WHAT NEEDS TO BE DONE: Starting at the top line and ending at the bottom one, repeat the entries exactly and drop every picture.

RECORDS SHOWN:
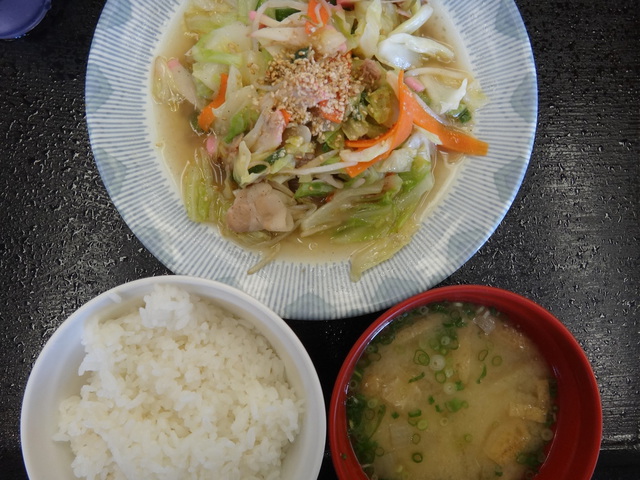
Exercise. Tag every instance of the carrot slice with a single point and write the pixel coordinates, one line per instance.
(398, 133)
(286, 115)
(206, 117)
(452, 139)
(318, 15)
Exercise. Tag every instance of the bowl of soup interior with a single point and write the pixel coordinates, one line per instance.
(465, 382)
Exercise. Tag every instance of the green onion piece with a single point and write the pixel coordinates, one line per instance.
(314, 189)
(421, 358)
(483, 374)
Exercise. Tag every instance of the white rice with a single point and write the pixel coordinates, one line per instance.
(179, 389)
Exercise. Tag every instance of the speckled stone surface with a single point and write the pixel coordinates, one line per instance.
(571, 241)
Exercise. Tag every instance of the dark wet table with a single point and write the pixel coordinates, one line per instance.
(569, 242)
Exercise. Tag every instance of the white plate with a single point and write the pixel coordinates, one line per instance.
(121, 126)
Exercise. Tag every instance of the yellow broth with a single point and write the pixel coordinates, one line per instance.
(451, 391)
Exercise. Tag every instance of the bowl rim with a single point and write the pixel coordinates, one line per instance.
(312, 437)
(575, 448)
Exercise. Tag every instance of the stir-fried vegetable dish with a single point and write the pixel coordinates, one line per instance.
(317, 120)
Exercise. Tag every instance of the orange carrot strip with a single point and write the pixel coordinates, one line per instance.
(206, 117)
(398, 133)
(451, 138)
(318, 16)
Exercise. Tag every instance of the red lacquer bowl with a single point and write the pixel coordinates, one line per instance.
(574, 450)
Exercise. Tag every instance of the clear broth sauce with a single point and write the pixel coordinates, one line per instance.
(451, 392)
(177, 142)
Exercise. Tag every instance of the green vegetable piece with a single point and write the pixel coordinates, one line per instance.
(282, 13)
(278, 154)
(483, 374)
(240, 123)
(421, 358)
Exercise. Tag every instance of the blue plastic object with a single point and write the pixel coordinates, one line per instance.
(17, 17)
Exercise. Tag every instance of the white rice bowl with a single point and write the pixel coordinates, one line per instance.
(176, 382)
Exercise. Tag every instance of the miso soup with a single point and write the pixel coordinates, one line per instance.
(451, 391)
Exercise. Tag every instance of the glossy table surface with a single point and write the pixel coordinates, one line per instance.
(569, 242)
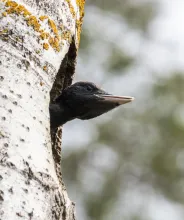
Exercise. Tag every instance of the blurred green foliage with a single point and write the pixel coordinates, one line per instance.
(140, 147)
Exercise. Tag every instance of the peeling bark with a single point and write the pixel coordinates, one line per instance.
(38, 49)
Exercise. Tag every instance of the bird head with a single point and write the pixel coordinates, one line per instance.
(84, 100)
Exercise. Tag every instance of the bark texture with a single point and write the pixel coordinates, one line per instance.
(38, 41)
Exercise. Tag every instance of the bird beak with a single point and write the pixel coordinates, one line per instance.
(117, 99)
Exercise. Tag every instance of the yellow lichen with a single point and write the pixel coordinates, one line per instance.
(11, 4)
(45, 46)
(4, 14)
(53, 26)
(45, 68)
(43, 17)
(44, 35)
(72, 10)
(41, 83)
(12, 7)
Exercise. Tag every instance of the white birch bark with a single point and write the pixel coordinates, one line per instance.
(31, 50)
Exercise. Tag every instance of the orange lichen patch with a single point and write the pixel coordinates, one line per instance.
(43, 17)
(4, 14)
(45, 46)
(53, 26)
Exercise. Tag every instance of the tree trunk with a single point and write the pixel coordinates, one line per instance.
(38, 48)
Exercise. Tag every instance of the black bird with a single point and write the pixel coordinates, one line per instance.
(83, 100)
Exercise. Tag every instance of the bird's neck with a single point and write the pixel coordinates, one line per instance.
(59, 115)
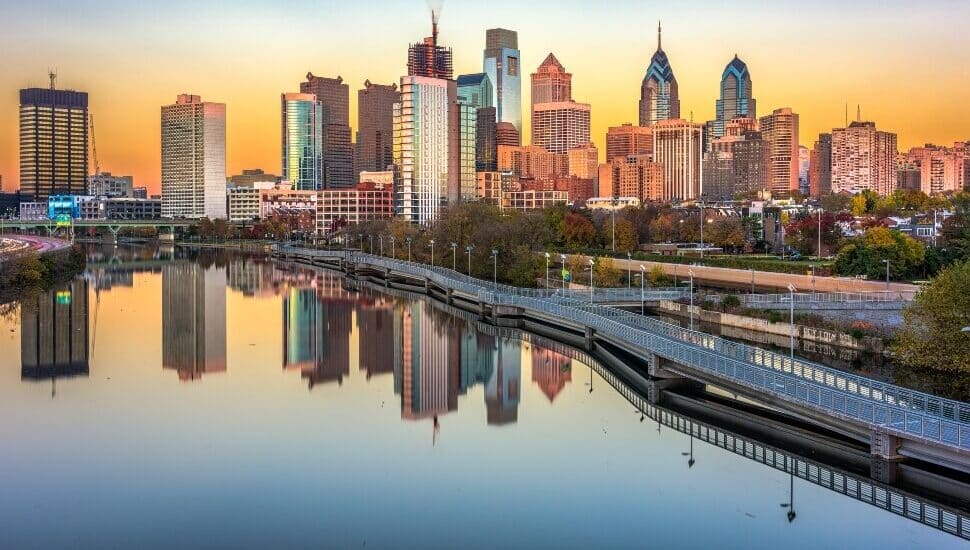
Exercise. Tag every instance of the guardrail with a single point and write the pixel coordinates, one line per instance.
(879, 405)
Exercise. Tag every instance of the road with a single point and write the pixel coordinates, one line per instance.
(765, 281)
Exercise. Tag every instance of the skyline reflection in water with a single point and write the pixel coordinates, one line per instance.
(226, 401)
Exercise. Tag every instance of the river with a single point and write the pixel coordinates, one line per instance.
(216, 400)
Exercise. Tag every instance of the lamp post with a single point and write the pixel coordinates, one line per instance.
(791, 326)
(629, 270)
(690, 272)
(495, 268)
(547, 268)
(563, 258)
(643, 282)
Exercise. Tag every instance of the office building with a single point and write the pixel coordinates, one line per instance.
(780, 132)
(634, 176)
(338, 151)
(106, 185)
(375, 126)
(421, 131)
(194, 159)
(302, 140)
(864, 158)
(677, 146)
(53, 142)
(429, 60)
(659, 96)
(502, 65)
(623, 141)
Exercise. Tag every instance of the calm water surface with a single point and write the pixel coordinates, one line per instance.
(235, 403)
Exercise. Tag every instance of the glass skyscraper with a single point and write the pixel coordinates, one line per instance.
(502, 66)
(302, 141)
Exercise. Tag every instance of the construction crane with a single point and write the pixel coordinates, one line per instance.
(94, 146)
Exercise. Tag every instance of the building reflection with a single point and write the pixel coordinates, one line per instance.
(54, 334)
(317, 323)
(193, 320)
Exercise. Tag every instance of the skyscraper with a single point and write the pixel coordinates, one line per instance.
(338, 151)
(558, 123)
(864, 158)
(302, 141)
(623, 141)
(421, 147)
(659, 98)
(677, 147)
(780, 132)
(375, 125)
(427, 58)
(736, 98)
(193, 159)
(501, 64)
(53, 142)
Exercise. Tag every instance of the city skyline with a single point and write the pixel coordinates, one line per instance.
(127, 84)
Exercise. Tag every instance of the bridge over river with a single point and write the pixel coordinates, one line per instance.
(896, 423)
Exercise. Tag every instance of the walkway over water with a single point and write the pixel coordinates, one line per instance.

SOLUTION FOR THIS PROBLEM:
Exercise. Tag every instance of the carrot slice with a single point and write the pixel coordinates, one line per instance.
(398, 133)
(286, 115)
(206, 117)
(452, 139)
(318, 15)
Exercise. Tag every instance of the bowl of soup interior with a single point and write the pixel coordinates, one line per instance.
(465, 382)
Exercise. Tag every instance of the green onion piece with a single point and write the pixel coordinates, one line per instance.
(314, 189)
(421, 358)
(483, 374)
Exercise. Tag every instance of the white rice with a single point and write the pixel coordinates, one line per instance.
(179, 389)
Exercise. Tag every instance of the speckled stone surface with a single point and write the pixel coordinates, one line per instance.
(571, 241)
Exercise. Tag every instance of the dark wet table with a single point and write the pixel coordinates, one line per instance.
(569, 242)
Exercise. Tag every instance of the white plate with a single point and write the pixel coordinates, one line per instance.
(121, 126)
Exercise. Tag every instance of the yellow broth with a single point and write the pixel coordinates, one line per instance.
(451, 391)
Exercise. Tag every instance of the bowl rim with a single point and write the pixel coordinates, one line per instance.
(312, 437)
(575, 448)
Exercise. Tag every instance of the stir-fried vegetable dish with a single point and write the pixel coordinates, one line per instance.
(317, 120)
Exercise. Tag every instance of the orange carrot strip with a single point and write the pixel coordinates, one line per instance.
(206, 117)
(398, 133)
(451, 138)
(318, 16)
Exercise. Tag every instance of the red lacquer bowl with a single point and write the pixel coordinates, one line per instance.
(574, 450)
Exercise. Tag every instance of the clear broth sauce with a single point and write the pixel coordinates, one line per instance.
(451, 392)
(177, 142)
Exercise. Tag every instance of the green vegetable piece with a single point and write the pixel coordinates, one line per instance.
(282, 13)
(278, 154)
(483, 374)
(240, 123)
(421, 358)
Exercise. Tag every instance of the blue plastic object with a single point and write the pixel coordinates, one line per instance.
(17, 17)
Exercise. Tag every instance of the white rice bowl with a single point and write the pixel coordinates, one line per instance.
(176, 382)
Exercise. Tag every instance of the miso soup with a single point and write the pixel coordinates, one line per instance.
(451, 391)
Exercise. Tag every instance of the glossy table surface with a single point and write the pixel coordinates, one line per instance.
(569, 242)
Exercise. Tag every instance of the blurred green foliage with a single point and write the pixel coordinates, one line per instance.
(140, 147)
Exercise. Tag every instance of the peeling bark with a single point and write the pixel coordinates, one line per instance.
(38, 49)
Exercise. Tag every instance of the bird head with a single point and write the pixel coordinates, one line per instance.
(84, 100)
Exercise. Tag every instance of the bark texture with a single point and write the pixel coordinates, one line per instance.
(38, 41)
Exercise. Tag every instance of the bird beak with a single point and write the pixel coordinates, one line per instance.
(117, 99)
Exercise. Tag every instance of the yellow lichen with a single point and write the pixel coordinates, one line per instance.
(11, 4)
(45, 46)
(4, 14)
(53, 26)
(45, 68)
(43, 17)
(44, 35)
(72, 10)
(41, 83)
(12, 7)
Exercise. Tag every instance of the white birch bark with a single point and write the pixel coordinates, one line per instance.
(31, 50)
Exercise. Tag every instance of the orange lichen patch with a single point and write the pixel coordinates, one line per instance.
(43, 17)
(4, 14)
(45, 46)
(53, 26)
Exercise. Tag every instance of the tree trunk with a single point and write the pixel coordinates, one line per instance.
(38, 48)
Exercise. Tag every instance of the black bird with a single point and write the pixel coordinates, one line per instance.
(83, 100)
Exercise. Tag every instance of the bird's neck with a single point and write the pixel coordinates, one line per instance.
(59, 115)
Exercise. Tag every instance of the guardrail with a single point and write the pixel coordinates, one line per instance.
(879, 405)
Exercise. Tag every instance of the road with a single point and write the pixel coordinates, one line per instance.
(765, 281)
Exercise. Tag every instance of the skyline reflection in water with a single point and write the pixel coordinates, one line per instance.
(226, 401)
Exercise. Tag every instance of the river with a single point and write the pixel coordinates, one line per instance.
(216, 400)
Exercise. Tag every instance of the lamp post with a single point and write the pixel coordinates, one line per instance.
(791, 326)
(629, 270)
(690, 272)
(495, 268)
(547, 268)
(563, 258)
(643, 282)
Exercise. Tag every instance of the office building with a single point and write the pixel coordinates, one line per instance.
(780, 132)
(634, 176)
(338, 151)
(106, 185)
(375, 126)
(421, 131)
(194, 159)
(302, 140)
(864, 158)
(677, 146)
(53, 142)
(429, 60)
(659, 96)
(502, 65)
(623, 141)
Exercise. Tag every instance of the calm water surface with a single point and write the pixel coordinates, one line per instance.
(235, 403)
Exercise. Tag every instance of the glass skyscraper with a single point and write the pixel coordinates, one line per instance.
(502, 66)
(302, 141)
Exercise. Tag every instance of the construction crane with a single point and write the pixel coordinates, one line per instance.
(94, 146)
Exercise. Tag every instance of the building reflection with a single point and write the pixel coordinates, one line per instance.
(54, 334)
(317, 323)
(193, 320)
Exercise. Tag every instance of the skyscraper with a single point and write the pixel coordinates, one line per instance.
(338, 151)
(558, 123)
(864, 158)
(302, 141)
(623, 141)
(421, 147)
(659, 98)
(677, 147)
(780, 132)
(375, 125)
(427, 58)
(736, 98)
(193, 159)
(501, 64)
(53, 142)
Exercise. Tag every instance of the city skyline with a single point and write the pixel coordinates, one line per instance.
(127, 84)
Exercise. Tag every instance of the bridge over river with a single point and write the pixel coordinates, one line per instance.
(896, 423)
Exercise. Tag every instance of the walkway over water with a single point and write the pixel coordinates, one line per instance.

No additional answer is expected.